*REQUIREMENTS*:
- A) Which numbered claims in the patent claims excerpt are stated as depending on claim 1? List them.
- B) From the patent claims excerpt, quote the passage between "5. The downhole" and "of the fluid.", inclusive.

*DOCUMENT EXTRACT*:
2. The downhole fluid flow control method as recited in claim 1 wherein
isolating first and second zones in the wellbore further comprises installing annular barriers
between a tubing string and the wellbore.
3. The downhole fluid flow control method as recited in claim 2 wherein
establishing communication between the first zone and the fluid flow control device in the
second zone further comprises extending a flow tube through at least one of the annular
barriers.
4. The downhole fluid flow control method as recited in claim 1 wherein flowing
fluid through the fluid flow control device of the first zone further comprises injecting a fluid
from an interior of a tubing string into a formation through the first zone.
5. The downhole fluid flow control method as recited in claim 1 wherein flowing
fluid through the fluid flow control device of the first zone further comprises performing an
acid stimulation of the first zone.
6. The downhole fluid flow control method as recited in claim 1 wherein flowing
fluid through the fluid flow control device of the first zone further comprises performing a
fracture operation in the formation.
7. The downhole fluid flow control method as recited in claim 1 wherein
generating the differential pressure between the first zone and the second zone further
comprises changing the viscosity of the fluid.
8. The downhole fluid flow control method as recited in claim 1 wherein
actuating the fluid flow control device of the second zone from the first operating
configuration to the second operating configuration further comprises actuating the fluid flow
control device of the second zone from a closed position to an open position.
9. A downhole fluid flow control method comprising:
isolating first and second zones in a wellbore, each zone having a fluid flow control
device positioned therein;
establishing communication between the second zone and the fluid flow control
device in the first zone;
flowing fluid through the fluid flow control devices of the first zone and the second
zone;
generating a differential pressure between the first zone and the second zone; and
actuating the fluid flow control device of the first zone from a first operating
configuration to a second operating configuration responsive to the differential pressure.
10. The downhole fluid flow control method as recited in claim 9 wherein
isolating first and second zones in the wellbore further comprises installing annular barriers
between a tubing string and the wellbore.

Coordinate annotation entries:
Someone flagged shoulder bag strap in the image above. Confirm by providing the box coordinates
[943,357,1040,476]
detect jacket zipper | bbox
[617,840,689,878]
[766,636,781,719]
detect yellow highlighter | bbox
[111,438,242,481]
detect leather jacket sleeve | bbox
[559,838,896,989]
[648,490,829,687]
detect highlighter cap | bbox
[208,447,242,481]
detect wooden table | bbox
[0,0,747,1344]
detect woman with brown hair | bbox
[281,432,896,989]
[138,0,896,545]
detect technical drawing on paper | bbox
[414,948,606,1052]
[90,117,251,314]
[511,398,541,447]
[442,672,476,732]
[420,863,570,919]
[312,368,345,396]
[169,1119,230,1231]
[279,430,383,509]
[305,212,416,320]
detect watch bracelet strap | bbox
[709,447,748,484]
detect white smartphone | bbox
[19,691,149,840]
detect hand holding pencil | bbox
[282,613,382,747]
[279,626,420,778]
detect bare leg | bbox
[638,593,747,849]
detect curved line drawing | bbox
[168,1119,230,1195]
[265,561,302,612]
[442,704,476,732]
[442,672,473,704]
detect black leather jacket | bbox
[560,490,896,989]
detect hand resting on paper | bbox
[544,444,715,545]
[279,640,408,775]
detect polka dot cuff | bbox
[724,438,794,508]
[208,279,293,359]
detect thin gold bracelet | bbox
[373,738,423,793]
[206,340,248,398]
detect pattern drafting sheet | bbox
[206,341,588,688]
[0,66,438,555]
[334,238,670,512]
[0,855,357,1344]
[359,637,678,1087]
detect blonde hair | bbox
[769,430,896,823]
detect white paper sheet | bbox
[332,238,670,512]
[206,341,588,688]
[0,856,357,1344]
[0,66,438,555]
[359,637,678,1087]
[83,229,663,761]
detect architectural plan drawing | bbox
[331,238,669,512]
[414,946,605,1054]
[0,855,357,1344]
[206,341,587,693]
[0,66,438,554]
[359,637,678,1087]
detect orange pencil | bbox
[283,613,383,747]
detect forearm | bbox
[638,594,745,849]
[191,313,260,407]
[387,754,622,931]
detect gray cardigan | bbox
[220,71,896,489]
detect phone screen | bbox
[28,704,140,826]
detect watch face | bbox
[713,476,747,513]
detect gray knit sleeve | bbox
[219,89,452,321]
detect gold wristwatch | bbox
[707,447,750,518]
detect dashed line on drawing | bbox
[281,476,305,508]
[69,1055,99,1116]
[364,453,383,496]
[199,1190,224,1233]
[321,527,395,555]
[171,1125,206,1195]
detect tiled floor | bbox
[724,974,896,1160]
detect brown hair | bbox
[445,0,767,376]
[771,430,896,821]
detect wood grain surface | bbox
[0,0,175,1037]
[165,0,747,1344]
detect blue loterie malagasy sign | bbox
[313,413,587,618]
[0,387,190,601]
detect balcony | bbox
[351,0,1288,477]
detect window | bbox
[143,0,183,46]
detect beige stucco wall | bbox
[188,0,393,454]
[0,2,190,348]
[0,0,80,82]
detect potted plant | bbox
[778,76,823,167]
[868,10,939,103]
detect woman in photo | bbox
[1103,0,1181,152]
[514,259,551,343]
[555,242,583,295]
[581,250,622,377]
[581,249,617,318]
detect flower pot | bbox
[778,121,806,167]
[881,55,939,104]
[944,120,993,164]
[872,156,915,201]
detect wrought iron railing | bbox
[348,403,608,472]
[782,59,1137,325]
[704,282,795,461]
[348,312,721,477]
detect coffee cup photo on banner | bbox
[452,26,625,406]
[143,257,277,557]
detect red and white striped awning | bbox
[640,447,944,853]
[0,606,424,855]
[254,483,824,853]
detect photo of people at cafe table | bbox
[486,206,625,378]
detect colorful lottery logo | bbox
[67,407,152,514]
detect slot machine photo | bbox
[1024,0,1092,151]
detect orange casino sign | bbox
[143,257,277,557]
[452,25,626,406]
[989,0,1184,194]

*ANSWERS FOR THE TASKS*:
- A) Claims 2, 4, 5, 6, 7, and 8

- B)
5. The downhole fluid flow control method as recited in claim 1 wherein flowing
fluid through the fluid flow control device of the first zone further comprises performing an
acid stimulation of the first zone.
6. The downhole fluid flow control method as recited in claim 1 wherein flowing
fluid through the fluid flow control device of the first zone further comprises performing a
fracture operation in the formation.
7. The downhole fluid flow control method as recited in claim 1 wherein
generating the differential pressure between the first zone and the second zone further
comprises changing the viscosity of the fluid.